#### Work instructions:
Please format the entries below, from the start through the line containing "negative clicks: (435, 591)", as a Markdown table with the columns Row and Line text, one row per line and blank lines omitted. Leave the pictures out of the table.

#### Records for this exercise:
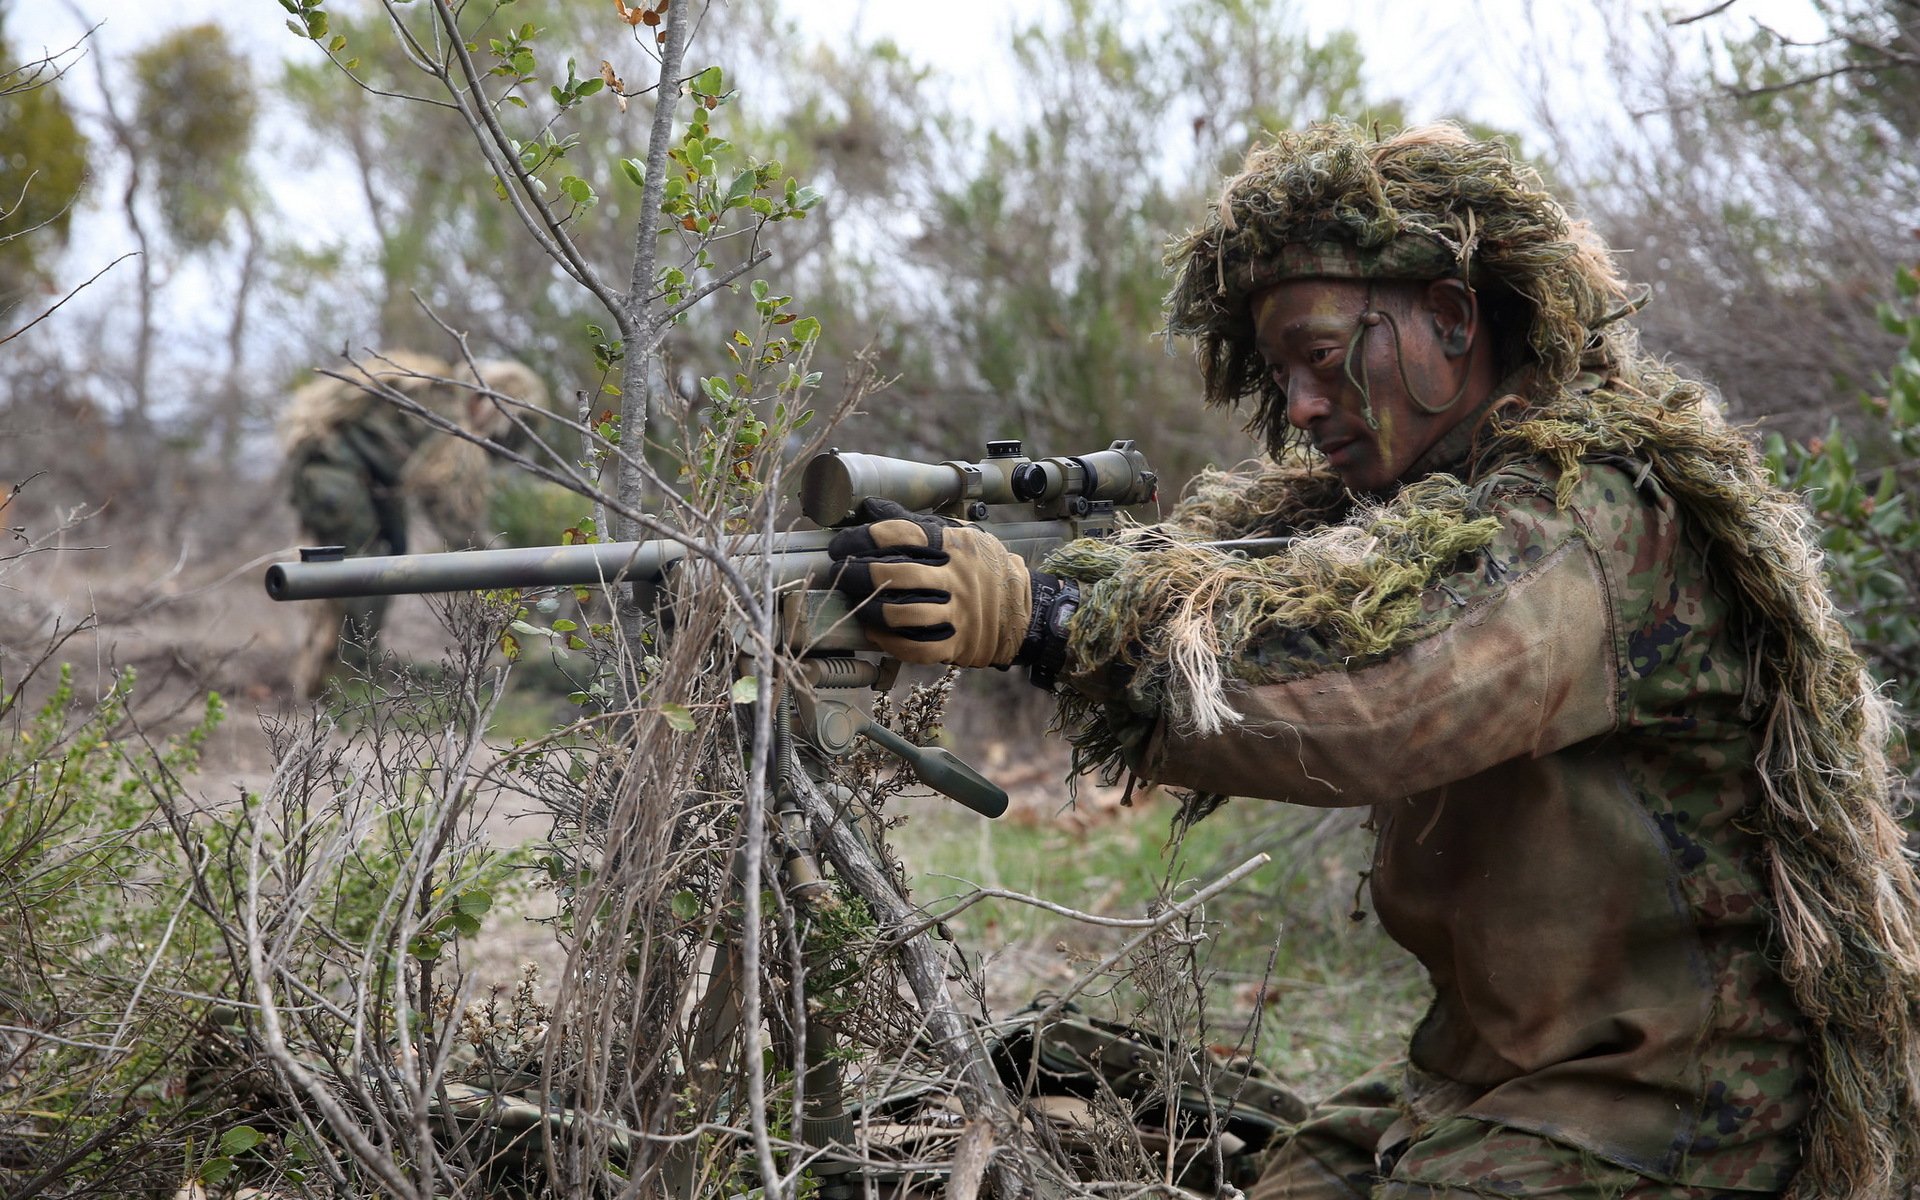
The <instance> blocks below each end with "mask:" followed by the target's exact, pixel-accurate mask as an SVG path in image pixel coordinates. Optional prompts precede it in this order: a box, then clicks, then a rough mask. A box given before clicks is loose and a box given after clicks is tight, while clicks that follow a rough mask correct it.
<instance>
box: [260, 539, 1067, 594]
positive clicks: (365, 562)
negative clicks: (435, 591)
mask: <svg viewBox="0 0 1920 1200" xmlns="http://www.w3.org/2000/svg"><path fill="white" fill-rule="evenodd" d="M987 528H989V530H991V532H993V534H995V536H996V538H1000V540H1002V541H1004V543H1006V547H1008V549H1012V551H1014V553H1018V555H1021V557H1023V559H1027V561H1029V563H1039V561H1041V559H1043V557H1044V555H1046V553H1048V551H1052V549H1054V547H1056V545H1060V543H1062V541H1064V540H1069V538H1073V536H1075V532H1077V530H1075V526H1073V524H1069V522H1066V520H1018V522H998V524H993V526H987ZM831 540H833V530H795V532H787V534H774V536H772V541H768V538H764V536H760V534H735V536H732V538H728V540H726V541H724V553H726V555H728V557H730V559H741V561H745V563H743V566H745V568H747V570H749V572H751V570H753V566H751V561H753V559H756V557H770V559H772V563H770V568H772V572H774V586H780V588H783V586H791V584H806V586H810V588H831V586H833V559H829V557H828V541H831ZM685 557H687V547H685V545H682V543H678V541H670V540H664V538H657V540H653V541H601V543H595V545H534V547H526V549H470V551H455V553H440V555H371V557H361V559H332V561H317V563H275V564H273V566H269V568H267V595H271V597H273V599H276V601H301V599H340V597H349V595H420V593H434V591H486V589H492V588H570V586H578V584H616V582H630V584H632V582H655V580H659V578H660V576H662V574H664V572H666V570H668V568H670V566H672V564H674V563H678V561H680V559H685Z"/></svg>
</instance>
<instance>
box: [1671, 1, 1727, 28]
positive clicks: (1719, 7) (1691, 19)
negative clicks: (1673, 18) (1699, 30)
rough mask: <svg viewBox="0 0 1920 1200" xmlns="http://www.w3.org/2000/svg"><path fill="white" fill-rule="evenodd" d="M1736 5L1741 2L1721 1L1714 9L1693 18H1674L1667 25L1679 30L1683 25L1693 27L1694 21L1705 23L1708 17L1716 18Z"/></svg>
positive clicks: (1692, 15)
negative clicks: (1680, 27)
mask: <svg viewBox="0 0 1920 1200" xmlns="http://www.w3.org/2000/svg"><path fill="white" fill-rule="evenodd" d="M1736 4H1740V0H1720V2H1718V4H1715V6H1713V8H1707V10H1703V12H1697V13H1693V15H1692V17H1674V19H1670V21H1667V25H1670V27H1672V29H1678V27H1682V25H1692V23H1693V21H1705V19H1707V17H1716V15H1720V13H1724V12H1726V10H1730V8H1734V6H1736Z"/></svg>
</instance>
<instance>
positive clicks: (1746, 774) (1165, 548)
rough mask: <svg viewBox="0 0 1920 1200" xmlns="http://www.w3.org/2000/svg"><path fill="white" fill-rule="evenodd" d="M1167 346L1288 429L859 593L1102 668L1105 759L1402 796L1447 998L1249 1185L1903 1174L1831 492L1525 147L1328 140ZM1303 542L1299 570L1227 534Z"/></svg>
mask: <svg viewBox="0 0 1920 1200" xmlns="http://www.w3.org/2000/svg"><path fill="white" fill-rule="evenodd" d="M1169 265H1171V267H1173V269H1175V280H1173V290H1171V294H1169V298H1167V317H1169V330H1171V332H1177V334H1187V336H1192V338H1194V340H1196V353H1198V361H1200V367H1202V378H1204V386H1206V397H1208V401H1210V403H1215V405H1240V403H1246V405H1250V413H1252V419H1250V424H1248V430H1250V432H1254V434H1256V436H1260V438H1263V442H1265V447H1267V451H1269V457H1267V459H1265V463H1263V467H1261V468H1258V470H1246V472H1240V474H1212V476H1206V478H1202V480H1200V484H1198V486H1196V490H1194V493H1192V495H1190V497H1188V499H1187V501H1183V503H1181V505H1179V507H1177V509H1175V511H1173V515H1171V518H1169V520H1167V522H1164V524H1160V526H1152V528H1139V530H1133V532H1131V534H1127V536H1123V538H1121V540H1119V541H1117V543H1092V541H1087V543H1073V545H1069V547H1066V549H1064V551H1060V553H1058V555H1056V557H1054V559H1050V561H1048V564H1046V570H1044V572H1043V570H1033V572H1029V570H1027V568H1025V564H1023V563H1021V561H1020V559H1016V557H1012V555H1008V553H1006V551H1004V549H1002V547H1000V543H998V541H995V540H993V538H987V536H983V534H979V532H975V530H968V528H964V526H958V528H956V526H952V524H943V522H937V520H931V518H925V516H916V515H908V513H904V511H899V509H885V511H876V513H872V516H876V518H877V520H876V522H874V524H868V526H858V528H852V530H845V532H841V534H839V536H837V538H835V541H833V555H835V557H837V559H843V561H845V563H847V568H845V570H843V578H841V588H843V589H845V591H847V593H849V595H851V597H852V599H854V601H858V603H862V609H860V614H862V620H866V622H868V626H870V628H872V632H874V639H876V641H877V643H879V645H883V647H885V649H889V651H893V653H895V655H899V657H902V659H908V660H931V662H954V664H964V666H983V664H1010V662H1029V664H1033V666H1035V674H1037V676H1039V678H1043V680H1048V678H1052V674H1054V672H1058V674H1060V678H1062V680H1064V682H1066V684H1068V687H1066V691H1064V699H1062V716H1064V722H1066V726H1068V728H1069V732H1071V737H1073V739H1075V747H1077V762H1079V764H1081V766H1087V768H1094V766H1098V768H1104V770H1106V772H1108V774H1110V778H1112V776H1117V774H1119V772H1133V774H1135V776H1137V778H1142V780H1154V781H1165V783H1175V785H1181V787H1188V789H1192V795H1190V799H1188V806H1190V808H1188V816H1194V818H1196V816H1204V814H1206V810H1210V808H1212V806H1215V804H1217V803H1219V801H1221V797H1225V795H1240V797H1267V799H1277V801H1288V803H1296V804H1319V806H1342V804H1365V806H1371V808H1373V822H1371V826H1373V828H1375V829H1377V849H1375V862H1373V872H1371V876H1369V887H1371V895H1373V902H1375V910H1377V912H1379V918H1380V922H1382V925H1384V927H1386V931H1388V933H1390V935H1392V937H1394V939H1396V941H1400V943H1402V945H1404V947H1407V948H1409V950H1411V952H1413V954H1415V956H1417V958H1419V960H1421V962H1423V966H1425V968H1427V972H1428V975H1430V979H1432V989H1434V1000H1432V1006H1430V1010H1428V1014H1427V1018H1425V1020H1423V1021H1421V1023H1419V1027H1417V1029H1415V1033H1413V1039H1411V1044H1409V1048H1407V1056H1405V1060H1402V1062H1394V1064H1386V1066H1382V1068H1380V1069H1377V1071H1373V1073H1369V1075H1367V1077H1363V1079H1361V1081H1357V1083H1354V1085H1352V1087H1348V1089H1344V1091H1340V1092H1338V1094H1334V1096H1332V1098H1331V1100H1327V1102H1325V1104H1323V1106H1319V1108H1317V1110H1315V1112H1313V1114H1311V1116H1309V1119H1308V1121H1306V1123H1302V1125H1300V1129H1298V1133H1296V1135H1294V1137H1292V1139H1290V1140H1288V1142H1286V1144H1284V1146H1283V1150H1281V1152H1279V1154H1277V1156H1275V1158H1273V1160H1271V1162H1269V1169H1267V1173H1265V1175H1263V1179H1261V1183H1260V1185H1258V1187H1256V1190H1254V1194H1256V1196H1258V1198H1260V1200H1279V1198H1283V1196H1306V1198H1336V1196H1338V1198H1354V1196H1394V1198H1400V1196H1549V1194H1551V1196H1572V1198H1596V1200H1597V1198H1601V1196H1607V1198H1620V1196H1624V1198H1632V1200H1653V1198H1690V1200H1692V1198H1705V1196H1772V1194H1788V1196H1795V1198H1814V1196H1860V1198H1876V1200H1878V1198H1891V1196H1907V1194H1910V1188H1912V1185H1914V1173H1916V1154H1920V1117H1916V1102H1920V1037H1916V1027H1920V939H1916V929H1914V924H1916V916H1920V885H1916V879H1914V872H1912V868H1910V866H1908V860H1907V858H1905V856H1903V852H1901V831H1899V826H1897V824H1895V820H1893V816H1891V814H1889V799H1887V764H1885V758H1884V741H1885V735H1887V710H1885V705H1884V701H1882V699H1880V697H1878V695H1876V691H1874V687H1872V684H1870V680H1868V676H1866V672H1864V666H1862V660H1860V659H1859V657H1857V655H1855V653H1853V649H1851V645H1849V641H1847V636H1845V630H1843V628H1841V624H1839V620H1837V618H1836V614H1834V607H1832V601H1830V599H1828V595H1826V593H1824V589H1822V582H1820V559H1818V551H1816V549H1814V543H1812V541H1811V538H1809V534H1807V515H1805V511H1803V509H1801V505H1799V503H1797V499H1795V497H1791V495H1786V493H1782V492H1780V490H1778V488H1774V484H1772V482H1770V478H1768V474H1766V470H1764V467H1763V463H1761V461H1759V459H1757V455H1755V453H1753V447H1751V445H1749V444H1747V440H1745V438H1743V436H1741V434H1740V432H1736V430H1732V428H1728V424H1726V422H1724V420H1722V415H1720V407H1718V399H1716V396H1715V392H1713V390H1711V388H1709V386H1707V384H1701V382H1695V380H1690V378H1684V376H1680V374H1678V372H1674V371H1670V369H1667V367H1665V365H1661V363H1659V361H1655V359H1651V357H1649V355H1645V353H1644V351H1640V349H1638V344H1636V338H1634V332H1632V328H1630V324H1628V321H1626V317H1630V313H1632V309H1634V307H1638V305H1636V303H1634V301H1632V300H1628V296H1630V292H1628V288H1626V286H1624V282H1622V278H1620V275H1619V273H1617V267H1615V261H1613V255H1611V252H1609V250H1607V248H1605V246H1603V244H1601V242H1599V238H1597V234H1596V232H1594V230H1592V228H1590V227H1588V225H1586V223H1582V221H1574V219H1572V217H1569V213H1567V211H1565V207H1563V205H1561V204H1559V202H1557V200H1555V198H1553V196H1551V194H1548V192H1546V188H1544V184H1542V182H1540V179H1538V177H1536V175H1534V173H1532V171H1530V169H1526V167H1524V165H1521V163H1515V161H1513V159H1511V156H1509V152H1507V150H1505V146H1503V144H1500V142H1480V140H1473V138H1469V136H1467V134H1465V132H1461V131H1459V129H1455V127H1452V125H1438V127H1423V129H1409V131H1404V132H1400V134H1394V136H1388V138H1384V140H1379V138H1371V136H1367V134H1365V132H1363V131H1359V129H1354V127H1348V125H1319V127H1311V129H1308V131H1302V132H1290V134H1281V136H1277V138H1275V140H1273V142H1271V144H1265V146H1258V148H1256V150H1254V152H1252V154H1250V156H1248V159H1246V163H1244V167H1242V171H1240V173H1238V175H1236V177H1233V179H1231V180H1227V184H1225V188H1223V192H1221V198H1219V204H1217V207H1215V209H1213V211H1212V213H1210V215H1208V219H1206V223H1204V225H1202V227H1200V228H1196V230H1192V232H1188V234H1187V236H1185V238H1181V240H1179V242H1177V244H1175V246H1173V250H1171V253H1169ZM1246 536H1292V543H1290V547H1288V549H1286V551H1284V553H1281V555H1277V557H1271V559H1258V561H1242V559H1229V557H1223V555H1217V553H1212V551H1206V549H1202V547H1198V545H1194V543H1196V541H1202V540H1213V538H1246Z"/></svg>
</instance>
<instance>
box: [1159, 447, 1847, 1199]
mask: <svg viewBox="0 0 1920 1200" xmlns="http://www.w3.org/2000/svg"><path fill="white" fill-rule="evenodd" d="M1642 476H1645V472H1644V470H1636V465H1632V463H1588V467H1586V472H1584V476H1582V480H1580V482H1578V486H1576V490H1574V493H1572V503H1569V505H1565V507H1561V505H1557V503H1555V484H1557V476H1555V474H1553V470H1551V468H1549V467H1546V465H1542V463H1509V465H1505V467H1500V468H1494V470H1492V474H1488V476H1484V478H1476V480H1475V482H1473V486H1475V492H1476V495H1478V497H1482V499H1480V503H1478V509H1480V511H1482V513H1492V515H1494V516H1498V518H1500V534H1498V536H1496V538H1494V540H1492V543H1488V545H1486V547H1484V549H1482V551H1478V553H1473V555H1465V557H1463V559H1461V561H1457V563H1453V564H1452V566H1450V568H1448V570H1446V572H1444V574H1442V576H1440V578H1434V580H1432V582H1430V584H1428V586H1427V588H1425V591H1423V595H1421V614H1419V618H1417V628H1415V630H1413V636H1411V637H1409V639H1407V643H1405V645H1404V647H1402V649H1398V651H1394V653H1390V655H1382V657H1377V659H1367V660H1359V662H1352V664H1334V662H1329V664H1325V668H1323V670H1308V672H1292V674H1286V678H1281V680H1279V682H1248V680H1258V678H1261V672H1248V680H1240V682H1229V684H1227V701H1229V703H1231V705H1233V708H1235V710H1238V712H1240V716H1242V720H1238V722H1235V724H1229V726H1227V728H1225V730H1223V732H1215V733H1210V735H1198V733H1183V732H1181V730H1179V728H1177V726H1175V722H1167V720H1160V722H1158V724H1156V726H1154V728H1152V733H1150V739H1148V741H1146V745H1144V753H1137V755H1133V760H1135V768H1137V774H1140V776H1142V778H1148V780H1158V781H1167V783H1175V785H1185V787H1194V789H1200V791H1210V793H1223V795H1242V797H1267V799H1279V801H1292V803H1302V804H1325V806H1352V804H1371V806H1373V818H1375V820H1373V824H1375V828H1377V831H1379V843H1377V851H1375V864H1373V874H1371V891H1373V902H1375V908H1377V912H1379V916H1380V922H1382V925H1384V927H1386V929H1388V933H1390V935H1392V937H1394V939H1396V941H1400V943H1402V945H1404V947H1407V948H1409V950H1411V952H1413V954H1415V956H1417V958H1419V960H1421V962H1423V964H1425V968H1427V972H1428V973H1430V977H1432V985H1434V993H1436V995H1434V1002H1432V1008H1430V1010H1428V1014H1427V1018H1425V1020H1423V1021H1421V1025H1419V1029H1417V1031H1415V1035H1413V1043H1411V1048H1409V1062H1411V1069H1409V1108H1411V1112H1409V1114H1407V1125H1409V1129H1405V1131H1404V1133H1405V1135H1411V1133H1417V1129H1419V1127H1421V1125H1425V1123H1428V1121H1434V1119H1440V1117H1446V1116H1467V1117H1478V1119H1486V1121H1490V1123H1496V1125H1507V1127H1517V1129H1528V1131H1536V1133H1542V1135H1548V1137H1551V1139H1557V1140H1561V1142H1569V1144H1572V1146H1576V1148H1582V1150H1588V1152H1592V1154H1594V1156H1597V1158H1601V1160H1607V1162H1615V1164H1620V1165H1626V1167H1630V1169H1634V1171H1640V1173H1644V1175H1649V1177H1655V1179H1663V1181H1674V1183H1682V1185H1693V1187H1715V1188H1741V1190H1745V1188H1751V1190H1776V1188H1780V1187H1784V1183H1786V1181H1788V1179H1789V1177H1791V1173H1793V1171H1795V1167H1797V1162H1799V1140H1797V1127H1799V1123H1801V1121H1803V1117H1805V1112H1807V1100H1809V1081H1807V1052H1805V1023H1803V1020H1801V1016H1799V1012H1797V1008H1795V1006H1793V1002H1791V998H1789V993H1788V989H1786V983H1784V981H1782V979H1780V975H1778V972H1776V968H1774V966H1772V962H1770V958H1768V939H1770V927H1772V918H1770V916H1768V910H1766V895H1768V893H1766V885H1764V854H1763V845H1761V839H1759V837H1757V835H1755V833H1751V831H1749V829H1743V828H1741V814H1743V812H1749V810H1751V806H1753V804H1755V803H1757V778H1755V770H1753V762H1755V739H1757V730H1755V724H1753V718H1751V712H1753V708H1751V707H1749V701H1751V699H1753V697H1751V695H1749V685H1751V682H1753V680H1751V674H1749V672H1751V664H1749V662H1747V659H1745V655H1743V653H1741V649H1740V647H1741V643H1740V630H1738V620H1736V618H1738V614H1736V612H1732V611H1730V609H1728V605H1726V603H1724V601H1722V597H1720V595H1718V593H1716V591H1715V588H1713V586H1711V582H1709V580H1707V578H1705V570H1703V564H1701V559H1699V555H1697V551H1695V547H1693V543H1692V541H1690V538H1688V526H1686V520H1684V516H1682V513H1680V511H1678V509H1676V505H1674V503H1672V499H1670V497H1667V495H1665V493H1663V492H1661V490H1659V486H1657V484H1653V482H1651V480H1649V478H1642ZM1636 478H1638V486H1636ZM1288 641H1290V643H1288V645H1284V647H1281V649H1277V651H1275V653H1277V655H1281V657H1284V659H1288V660H1298V657H1300V647H1298V643H1296V641H1292V639H1288ZM1267 678H1269V680H1271V672H1267Z"/></svg>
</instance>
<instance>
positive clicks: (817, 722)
mask: <svg viewBox="0 0 1920 1200" xmlns="http://www.w3.org/2000/svg"><path fill="white" fill-rule="evenodd" d="M801 666H803V676H804V680H806V687H804V689H801V687H793V685H781V687H778V693H776V697H774V699H772V701H770V703H774V743H772V747H770V760H768V776H770V780H772V801H774V803H772V822H770V833H772V839H774V845H776V851H778V885H780V889H781V893H783V895H785V897H787V900H789V902H791V904H793V912H795V937H797V943H799V958H801V962H803V968H804V970H808V972H812V968H814V966H816V964H818V952H820V947H818V945H814V939H810V937H808V933H810V927H812V924H814V922H812V914H814V910H816V906H818V904H822V902H833V900H831V895H833V885H831V883H829V881H828V877H826V872H824V870H822V864H820V856H818V852H816V847H814V837H812V831H810V829H808V824H806V812H804V808H803V804H801V797H799V789H801V787H812V789H816V791H820V793H826V795H835V797H845V795H847V793H845V789H841V787H837V785H835V783H831V781H829V780H826V770H824V768H826V764H828V762H829V760H837V758H847V756H849V755H852V753H854V749H856V747H858V741H860V739H862V737H864V739H868V741H870V743H874V745H877V747H879V749H883V751H887V753H889V755H893V756H897V758H900V760H902V762H904V764H906V766H908V768H912V772H914V774H916V776H918V778H920V780H922V781H924V783H925V785H927V787H931V789H935V791H941V793H943V795H947V797H952V799H954V801H958V803H962V804H966V806H968V808H972V810H975V812H981V814H985V816H998V814H1002V812H1006V793H1004V791H1002V789H1000V787H998V785H995V783H993V781H991V780H987V778H983V776H981V774H979V772H975V770H973V768H972V766H968V764H966V762H962V760H960V758H958V756H954V755H952V753H950V751H945V749H941V747H918V745H914V743H910V741H906V739H904V737H900V735H899V733H895V732H893V730H887V728H885V726H879V724H877V722H874V720H872V718H870V716H868V714H866V712H862V710H860V708H858V707H854V705H852V703H847V701H839V699H829V697H824V695H820V693H822V691H828V689H854V687H874V685H879V687H885V685H887V684H891V676H893V674H895V670H897V668H899V664H897V662H893V660H885V662H874V660H868V659H852V657H833V659H806V660H803V664H801ZM843 820H851V818H843ZM866 841H868V843H872V837H866ZM733 883H735V887H747V885H749V881H747V879H745V852H735V860H733ZM741 935H743V931H741V929H737V927H735V929H732V931H730V935H728V937H726V941H724V945H722V947H718V948H716V954H714V962H712V970H710V973H708V983H707V991H705V995H703V998H701V1002H699V1021H697V1027H699V1029H701V1033H703V1037H701V1043H699V1044H697V1046H695V1054H693V1060H695V1062H705V1064H712V1062H720V1060H724V1054H722V1046H724V1043H726V1041H730V1039H732V1037H733V1035H735V1033H737V1031H739V1023H741V1016H743V1014H741V1006H739V995H741V991H739V985H741V975H739V972H741V958H739V945H741V943H739V937H741ZM799 1023H801V1025H803V1029H804V1033H803V1037H801V1039H799V1048H801V1054H799V1056H795V1054H793V1043H791V1035H789V1041H787V1044H785V1050H783V1052H780V1054H778V1056H780V1058H785V1060H787V1062H789V1064H791V1062H793V1060H795V1058H799V1062H801V1064H803V1066H804V1069H803V1071H799V1081H801V1098H799V1106H801V1110H799V1112H797V1119H795V1121H793V1129H795V1142H797V1154H803V1156H804V1158H806V1167H804V1169H806V1173H808V1175H812V1177H814V1181H816V1185H818V1196H820V1200H854V1198H858V1196H864V1194H868V1187H870V1185H872V1187H881V1188H885V1190H889V1192H891V1190H893V1188H899V1187H900V1185H904V1183H908V1175H914V1177H924V1175H925V1171H924V1169H922V1171H902V1169H899V1167H887V1165H883V1164H874V1162H868V1160H864V1156H862V1154H860V1152H858V1146H856V1140H858V1139H856V1108H854V1106H849V1104H847V1091H845V1075H843V1066H841V1062H843V1058H841V1050H843V1046H841V1033H839V1031H837V1029H835V1027H833V1021H831V1018H829V1016H826V1014H822V1012H818V1010H814V1008H812V1006H810V1004H808V1006H806V1010H804V1012H803V1014H799ZM689 1083H693V1087H695V1089H701V1091H708V1089H712V1091H720V1089H724V1087H726V1085H728V1083H730V1081H720V1079H705V1081H701V1079H689ZM670 1158H674V1156H670ZM680 1165H682V1167H684V1169H680V1171H676V1169H672V1167H670V1169H668V1194H672V1196H685V1194H687V1188H689V1187H691V1165H693V1164H691V1162H685V1164H680Z"/></svg>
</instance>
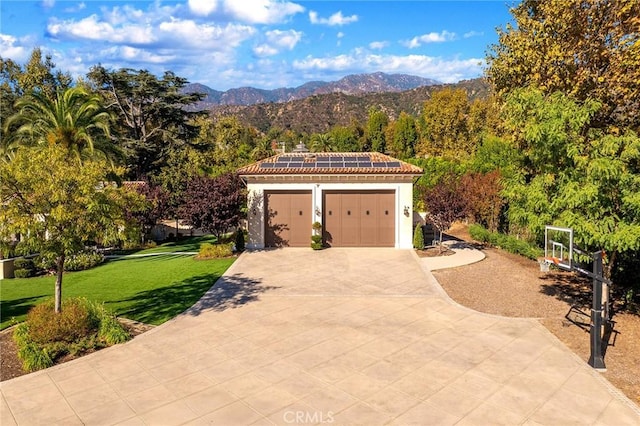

#### Your solution:
| Row | Line text |
|---|---|
| 1 | The <instance> blocks below each end with "mask:" followed by the target's exact, pixel-accurate mask as an SVG path in image pixel coordinates. Optional prompts precede it in this order: a box, then clicks, then a rough mask. A box given before clicks is loose and a box given after clicks is tight, while clicks that follow a rough mask correct it. |
| 2 | <instance> |
| 3 | box: [260, 539, 1067, 594] |
| 4 | positive clicks: (365, 562) |
| 5 | negative clicks: (435, 591) |